++++ INPUT FOR THIS TASK ++++

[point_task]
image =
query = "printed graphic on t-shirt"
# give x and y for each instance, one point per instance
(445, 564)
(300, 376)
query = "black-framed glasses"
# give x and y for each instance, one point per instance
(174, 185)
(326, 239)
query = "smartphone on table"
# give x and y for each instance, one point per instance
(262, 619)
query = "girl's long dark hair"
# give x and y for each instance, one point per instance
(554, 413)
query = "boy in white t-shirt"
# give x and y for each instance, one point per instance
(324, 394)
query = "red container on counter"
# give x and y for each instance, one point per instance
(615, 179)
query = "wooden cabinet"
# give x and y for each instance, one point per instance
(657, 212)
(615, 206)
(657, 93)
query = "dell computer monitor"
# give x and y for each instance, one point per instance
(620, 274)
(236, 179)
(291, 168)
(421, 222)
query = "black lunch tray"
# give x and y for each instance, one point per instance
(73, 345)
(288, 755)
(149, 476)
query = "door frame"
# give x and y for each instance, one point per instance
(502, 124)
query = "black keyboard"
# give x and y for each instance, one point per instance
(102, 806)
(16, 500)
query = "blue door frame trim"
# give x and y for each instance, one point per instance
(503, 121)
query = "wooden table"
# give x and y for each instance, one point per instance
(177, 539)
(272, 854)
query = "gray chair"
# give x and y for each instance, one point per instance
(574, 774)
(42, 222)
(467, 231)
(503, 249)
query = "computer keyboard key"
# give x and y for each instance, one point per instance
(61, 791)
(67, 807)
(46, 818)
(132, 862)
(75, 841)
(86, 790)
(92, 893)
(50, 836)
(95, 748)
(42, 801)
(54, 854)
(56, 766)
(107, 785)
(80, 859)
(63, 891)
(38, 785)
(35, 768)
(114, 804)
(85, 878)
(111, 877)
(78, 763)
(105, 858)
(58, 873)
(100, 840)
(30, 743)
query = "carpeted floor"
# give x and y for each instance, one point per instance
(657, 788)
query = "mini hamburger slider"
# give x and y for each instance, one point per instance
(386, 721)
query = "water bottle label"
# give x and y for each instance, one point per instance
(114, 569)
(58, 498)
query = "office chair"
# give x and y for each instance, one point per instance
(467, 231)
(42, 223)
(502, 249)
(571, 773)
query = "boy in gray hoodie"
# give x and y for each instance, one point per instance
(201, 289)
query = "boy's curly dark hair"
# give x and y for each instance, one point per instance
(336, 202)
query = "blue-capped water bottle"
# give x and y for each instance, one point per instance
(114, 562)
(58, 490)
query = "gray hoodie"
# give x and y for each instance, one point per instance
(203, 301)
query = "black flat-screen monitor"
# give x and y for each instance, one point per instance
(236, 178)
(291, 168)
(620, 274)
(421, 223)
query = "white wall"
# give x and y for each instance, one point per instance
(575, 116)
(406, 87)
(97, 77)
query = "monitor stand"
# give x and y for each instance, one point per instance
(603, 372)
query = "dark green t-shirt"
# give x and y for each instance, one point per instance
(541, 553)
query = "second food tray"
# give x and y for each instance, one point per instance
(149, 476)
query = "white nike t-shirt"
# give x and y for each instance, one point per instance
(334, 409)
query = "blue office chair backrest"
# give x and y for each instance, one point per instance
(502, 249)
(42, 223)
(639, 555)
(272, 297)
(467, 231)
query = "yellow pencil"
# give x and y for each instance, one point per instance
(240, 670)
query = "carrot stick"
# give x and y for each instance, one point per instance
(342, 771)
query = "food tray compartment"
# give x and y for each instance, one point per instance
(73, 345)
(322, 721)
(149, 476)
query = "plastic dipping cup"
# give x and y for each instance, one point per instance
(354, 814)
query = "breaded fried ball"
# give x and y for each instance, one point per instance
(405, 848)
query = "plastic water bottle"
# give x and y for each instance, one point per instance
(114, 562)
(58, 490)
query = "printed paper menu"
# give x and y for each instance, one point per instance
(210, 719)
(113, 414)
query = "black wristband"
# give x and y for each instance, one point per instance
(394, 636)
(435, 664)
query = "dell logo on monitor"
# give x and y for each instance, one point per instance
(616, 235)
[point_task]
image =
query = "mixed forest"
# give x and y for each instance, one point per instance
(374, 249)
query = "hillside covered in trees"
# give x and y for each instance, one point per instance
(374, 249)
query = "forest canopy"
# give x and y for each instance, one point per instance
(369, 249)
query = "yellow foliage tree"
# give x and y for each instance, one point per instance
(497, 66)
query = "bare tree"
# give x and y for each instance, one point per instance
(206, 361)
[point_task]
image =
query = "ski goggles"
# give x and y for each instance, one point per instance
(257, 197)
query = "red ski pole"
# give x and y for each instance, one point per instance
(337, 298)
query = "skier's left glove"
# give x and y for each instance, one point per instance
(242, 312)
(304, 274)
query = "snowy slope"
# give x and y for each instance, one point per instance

++++

WHAT YOU HAVE TO DO – Find every line in the listing above that contains the word "forest" and copy each of those lines. Letter case counts.

ANSWER –
query = "mixed forest"
query = "forest canopy"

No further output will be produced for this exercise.